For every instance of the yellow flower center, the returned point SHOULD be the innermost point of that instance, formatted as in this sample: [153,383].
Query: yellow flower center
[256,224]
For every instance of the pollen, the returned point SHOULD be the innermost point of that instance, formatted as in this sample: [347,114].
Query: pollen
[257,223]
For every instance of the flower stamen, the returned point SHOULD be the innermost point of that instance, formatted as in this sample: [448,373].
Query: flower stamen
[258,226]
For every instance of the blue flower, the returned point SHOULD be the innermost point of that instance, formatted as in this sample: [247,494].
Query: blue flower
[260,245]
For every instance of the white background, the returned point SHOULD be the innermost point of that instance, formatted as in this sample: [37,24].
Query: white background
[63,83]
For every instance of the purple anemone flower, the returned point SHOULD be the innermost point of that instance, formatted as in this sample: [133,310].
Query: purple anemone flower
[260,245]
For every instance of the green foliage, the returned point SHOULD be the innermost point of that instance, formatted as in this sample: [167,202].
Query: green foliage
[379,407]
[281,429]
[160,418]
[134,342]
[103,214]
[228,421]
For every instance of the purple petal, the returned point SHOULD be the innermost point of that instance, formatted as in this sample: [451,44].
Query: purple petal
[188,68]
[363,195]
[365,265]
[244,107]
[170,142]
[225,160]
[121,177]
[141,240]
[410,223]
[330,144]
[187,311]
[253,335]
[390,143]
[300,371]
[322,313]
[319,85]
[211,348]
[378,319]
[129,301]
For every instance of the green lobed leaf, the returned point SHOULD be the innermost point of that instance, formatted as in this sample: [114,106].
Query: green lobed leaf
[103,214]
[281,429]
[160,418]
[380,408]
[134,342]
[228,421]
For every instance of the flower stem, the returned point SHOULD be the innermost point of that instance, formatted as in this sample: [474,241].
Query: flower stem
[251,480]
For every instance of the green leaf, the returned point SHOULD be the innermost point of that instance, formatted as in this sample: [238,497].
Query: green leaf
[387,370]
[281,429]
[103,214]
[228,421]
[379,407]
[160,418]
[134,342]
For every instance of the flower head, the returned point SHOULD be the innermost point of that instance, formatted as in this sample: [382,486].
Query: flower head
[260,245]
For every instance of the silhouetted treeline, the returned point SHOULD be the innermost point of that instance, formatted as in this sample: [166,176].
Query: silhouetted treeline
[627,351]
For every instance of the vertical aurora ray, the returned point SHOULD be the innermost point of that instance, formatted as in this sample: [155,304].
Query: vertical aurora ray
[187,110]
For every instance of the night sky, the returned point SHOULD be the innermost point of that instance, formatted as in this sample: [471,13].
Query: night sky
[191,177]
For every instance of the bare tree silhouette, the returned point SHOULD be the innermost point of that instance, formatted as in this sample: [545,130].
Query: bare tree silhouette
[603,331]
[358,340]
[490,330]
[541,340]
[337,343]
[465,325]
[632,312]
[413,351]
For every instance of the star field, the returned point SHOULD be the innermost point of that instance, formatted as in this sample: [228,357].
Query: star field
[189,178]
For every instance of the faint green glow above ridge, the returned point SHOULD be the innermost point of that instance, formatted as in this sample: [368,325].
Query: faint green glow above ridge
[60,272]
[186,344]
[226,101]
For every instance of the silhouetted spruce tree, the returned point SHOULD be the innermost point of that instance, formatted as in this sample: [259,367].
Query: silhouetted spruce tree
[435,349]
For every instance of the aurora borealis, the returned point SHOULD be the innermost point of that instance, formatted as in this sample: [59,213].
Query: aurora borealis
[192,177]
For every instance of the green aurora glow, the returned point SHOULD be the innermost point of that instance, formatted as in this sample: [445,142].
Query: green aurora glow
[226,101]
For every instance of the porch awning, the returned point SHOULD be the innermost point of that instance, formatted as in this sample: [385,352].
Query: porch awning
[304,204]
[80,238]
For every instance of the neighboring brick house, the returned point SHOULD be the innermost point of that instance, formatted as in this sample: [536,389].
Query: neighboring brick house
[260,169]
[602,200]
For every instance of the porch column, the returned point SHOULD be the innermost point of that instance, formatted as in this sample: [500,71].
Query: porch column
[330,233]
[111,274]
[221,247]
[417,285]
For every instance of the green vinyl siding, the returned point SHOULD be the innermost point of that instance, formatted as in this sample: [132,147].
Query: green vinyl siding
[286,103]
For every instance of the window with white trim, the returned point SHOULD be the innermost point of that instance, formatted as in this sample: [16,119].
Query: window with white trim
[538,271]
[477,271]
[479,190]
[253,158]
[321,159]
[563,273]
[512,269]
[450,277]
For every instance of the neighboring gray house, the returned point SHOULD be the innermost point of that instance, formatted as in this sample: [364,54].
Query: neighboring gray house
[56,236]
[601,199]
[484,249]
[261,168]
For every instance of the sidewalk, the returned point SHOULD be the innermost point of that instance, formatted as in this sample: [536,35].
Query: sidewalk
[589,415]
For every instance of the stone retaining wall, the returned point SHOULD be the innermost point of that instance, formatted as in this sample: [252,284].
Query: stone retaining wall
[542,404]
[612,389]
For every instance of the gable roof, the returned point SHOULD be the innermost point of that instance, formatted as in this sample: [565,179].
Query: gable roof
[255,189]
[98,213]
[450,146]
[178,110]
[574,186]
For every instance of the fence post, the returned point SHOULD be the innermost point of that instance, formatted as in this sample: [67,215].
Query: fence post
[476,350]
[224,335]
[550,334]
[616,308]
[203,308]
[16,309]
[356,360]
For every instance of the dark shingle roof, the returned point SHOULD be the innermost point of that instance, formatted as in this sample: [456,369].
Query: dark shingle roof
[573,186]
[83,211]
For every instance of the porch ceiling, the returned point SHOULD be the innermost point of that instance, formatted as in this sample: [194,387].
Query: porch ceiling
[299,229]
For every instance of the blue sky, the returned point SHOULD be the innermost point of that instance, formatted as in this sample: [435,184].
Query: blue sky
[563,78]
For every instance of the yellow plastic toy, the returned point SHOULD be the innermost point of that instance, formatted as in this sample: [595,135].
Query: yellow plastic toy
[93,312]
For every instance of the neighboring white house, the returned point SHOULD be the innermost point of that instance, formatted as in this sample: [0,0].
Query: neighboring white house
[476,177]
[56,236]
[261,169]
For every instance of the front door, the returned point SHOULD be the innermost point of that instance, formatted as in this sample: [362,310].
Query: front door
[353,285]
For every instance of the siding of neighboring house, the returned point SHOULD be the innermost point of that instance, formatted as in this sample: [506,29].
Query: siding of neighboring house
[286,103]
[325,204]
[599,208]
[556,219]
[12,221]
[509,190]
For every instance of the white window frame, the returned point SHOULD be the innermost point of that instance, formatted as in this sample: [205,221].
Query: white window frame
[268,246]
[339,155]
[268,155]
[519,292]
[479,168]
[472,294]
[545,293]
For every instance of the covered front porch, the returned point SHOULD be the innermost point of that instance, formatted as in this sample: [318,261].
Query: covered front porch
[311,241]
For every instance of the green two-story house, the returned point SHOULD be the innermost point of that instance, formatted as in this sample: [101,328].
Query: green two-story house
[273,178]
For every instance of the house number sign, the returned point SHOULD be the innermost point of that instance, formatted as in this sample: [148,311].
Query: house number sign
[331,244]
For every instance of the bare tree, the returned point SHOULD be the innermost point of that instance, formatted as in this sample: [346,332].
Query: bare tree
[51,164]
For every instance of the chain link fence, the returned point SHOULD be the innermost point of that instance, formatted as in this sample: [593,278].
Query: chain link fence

++++++++

**WHAT THE TASK REQUIRES**
Copy every item above word for word, leaving nothing out and changing nothing.

**TASK OUTPUT**
For every instance of the yellow flower center, the returned point SHOULD be the innermost point of that instance, formatted as in this sample: [153,383].
Query: yellow flower center
[256,224]
For every instance of the pollen, the returned point SHOULD be the innermost point of that instance, formatted as in this sample: [347,114].
Query: pollen
[257,223]
For every instance of the flower stamen, the returned point SHOULD be the innermost point of that instance, formatted as in this sample: [448,373].
Query: flower stamen
[258,226]
For every instance of the blue flower, the returned point SHOULD be the innermost point of that instance, formatted as in this sample: [247,494].
Query: blue flower
[260,245]
For every instance of the white background, the returned point SHOULD be the innermost point of that instance, formatted as in this sample: [37,24].
Query: white background
[63,83]
For every instance of the purple anemone flower, the returned point SHOULD be the innermost point of that instance, formatted as in this sample: [133,310].
Query: purple anemone flower
[260,245]
For every instance of the green foliage, the returned point SHOULD be the innermost point of that instance, formatted as in this sample: [167,202].
Query: green foliage
[379,407]
[281,429]
[160,418]
[134,342]
[103,214]
[228,421]
For every instance of the purple petal, the returned point SHOULD be the innermost point of that instance, formatted as in this sample: [451,44].
Query: purple petal
[188,68]
[363,195]
[365,265]
[244,107]
[170,142]
[225,160]
[121,177]
[141,240]
[410,223]
[330,144]
[187,311]
[253,335]
[390,143]
[300,371]
[322,313]
[319,85]
[211,348]
[378,319]
[129,301]
For every instance of the green lobed leaf, the returned point SHOULD be the innermost point of that instance, formatted as in this sample: [114,106].
Query: green lobed leaf
[103,214]
[281,429]
[160,418]
[380,408]
[134,342]
[228,421]
For every instance of the flower stem, the returned point SHOULD be the innermost point of that instance, formatted as in this sample: [474,241].
Query: flower stem
[251,480]
For every instance of the green leaf, the returned point SHOULD be the innermost point of that instance, formatted as in this sample: [238,497].
Query: green leaf
[387,370]
[281,429]
[103,214]
[228,421]
[379,407]
[160,418]
[134,342]
For every instance of the flower head, the returned point SHOULD be the innermost point of that instance, formatted as in this sample: [382,486].
Query: flower head
[260,245]
For every instance of the silhouetted treeline, the returned point SHOULD be the innermost point of that instance, formatted as in this sample: [166,176].
Query: silhouetted treeline
[627,351]
For every instance of the vertical aurora ray, the returned point SHOULD be the innermost point of that instance, formatted as in this sample: [155,304].
Query: vertical aurora ray
[187,110]
For every instance of the night sky, the returned point SHOULD be the innermost point of that instance, formatted as in this sample: [471,13].
Query: night sky
[191,177]
For every instance of the bare tree silhouette, the returned point SHOULD be the innermost point of that instance, formatted as in this sample: [545,130].
Query: bare tree silhouette
[603,331]
[358,340]
[490,330]
[541,340]
[337,343]
[465,325]
[632,312]
[413,351]
For every instance of the star field, the returned point SHOULD be the innermost point of that instance, formatted as in this sample: [228,357].
Query: star field
[189,178]
For every instance of the faint green glow above ridge, the returned point SHOULD be the innermost point of that instance, formatted as in this sample: [368,325].
Query: faint green glow above ridge
[60,272]
[186,344]
[226,101]
For every instance of the silhouetted spruce tree, the returned point SHOULD be the innermost point of that instance, formatted as in this sample: [259,367].
Query: silhouetted spruce tree
[435,349]
For every instance of the aurora borealis, the returned point SHOULD be the innermost point of that instance, formatted as in this sample: [59,213].
Query: aurora borealis
[192,177]
For every instance of the green aurora glow, the returned point SHOULD be the innermost point of that instance, formatted as in this sample: [445,142].
Query: green aurora glow
[226,101]
For every instance of the porch awning, the returned point SHOULD be the innermost point of that instance, formatted as in this sample: [385,352].
Query: porch awning
[304,204]
[80,238]
For every instance of the neighboring brick house, the returned point SHOULD be the innermost point of that instance, formatted as in this sample: [536,389].
Query: neighboring brick house
[260,169]
[602,200]
For every instance of the porch column, the returned point SHOULD be the innermost point of that instance, formatted as in this sample: [500,71].
Query: porch column
[330,233]
[111,274]
[221,247]
[417,285]
For every instance of the green vinyl siding, the returned point SHOULD be the innermost point of that instance, formatted as in this sample: [132,147].
Query: green vinyl siding
[286,103]
For every instance of the window with white trim, the returned point SHOULD be the innermost point of that instance, formatted as in this sample: [16,119].
Query: window with white trim
[538,271]
[477,271]
[479,190]
[253,158]
[321,159]
[563,273]
[512,269]
[450,277]
For every instance of the neighboring gray house, the returned point SHOULD be the innermost point of that instance, formatted as in this sample: [364,54].
Query: neighboring gray house
[56,236]
[601,199]
[484,249]
[261,168]
For every instance of the sidewalk, the returned point SHOULD be the innermost point of that instance, formatted as in this sample: [536,35].
Query: sidewalk
[589,415]
For every instance of the stone retaining wall, the returned point SHOULD be the innermost point of that instance, formatted as in this sample: [252,284].
Query: stone retaining wall
[542,404]
[612,389]
For every instance of the gable roof, the returned point SHOULD be the innermost point of that instance, formatted as in this sample: [565,179].
Query: gable roof
[255,189]
[98,213]
[450,146]
[178,110]
[574,186]
For every instance of the fence post, the returned point SHOULD be the innermost point of that instance, formatted as in this sample: [67,215].
Query: fence post
[476,350]
[224,335]
[550,334]
[616,308]
[203,308]
[16,309]
[356,360]
For every instance of the dark shingle roof, the returned point SHOULD be the innermost point of that instance, formatted as in this sample: [456,369].
Query: dark shingle roof
[573,186]
[83,211]
For every instance of the porch ceiling, the returned point SHOULD be the innermost point of that instance, formatted as in this sample: [194,387].
Query: porch ceiling
[299,229]
For every instance of the blue sky, the returned point SHOULD be the innermost point of that instance, formatted as in this sample: [435,184].
Query: blue sky
[563,78]
For every instance of the yellow plastic toy, the returned point SHOULD be the innermost point of that instance, formatted as in this sample: [595,135].
Query: yellow plastic toy
[93,312]
For every instance of the neighboring white house, the returned point SHOULD be the innermost point of that instance, formatted as in this sample: [0,0].
Query: neighboring white house
[476,177]
[56,236]
[261,169]
For every instance of the front door, the returned point SHOULD be the innermost point of that instance, formatted as in this sample: [362,310].
Query: front door
[353,285]
For every instance of the siding of neighboring house, the returned point SHOULD be the innermost point of that instance, formatted as in this sample: [506,29].
Query: siding of neighboring house
[286,103]
[325,204]
[599,208]
[556,219]
[12,221]
[509,190]
For every instance of the white window frame, the returned point SHOULD be the innermost point of that instance, formatted as in this sample: [205,221].
Query: white window frame
[268,246]
[339,155]
[268,155]
[519,292]
[479,168]
[472,294]
[545,293]
For every instance of the covered front porch, the returned point SHOULD be the innermost point of that instance, formatted as in this sample: [318,261].
Query: covered front porch
[311,241]
For every instance of the green two-story house, the returned point SHOULD be the innermost point of that instance, formatted as in this sample: [101,328].
Query: green two-story house
[273,178]
For every instance of the house number sign, the returned point SHOULD be the innermost point of that instance, formatted as in this sample: [148,311].
Query: house number sign
[331,244]
For every instance of the bare tree, the returned point SHOULD be the innermost point of that instance, formatted as in this sample: [346,332].
Query: bare tree
[51,164]
For every instance of the chain link fence, the returned point SHOULD be the innermost point of that instance, formatted as in this sample: [593,278].
Query: chain link fence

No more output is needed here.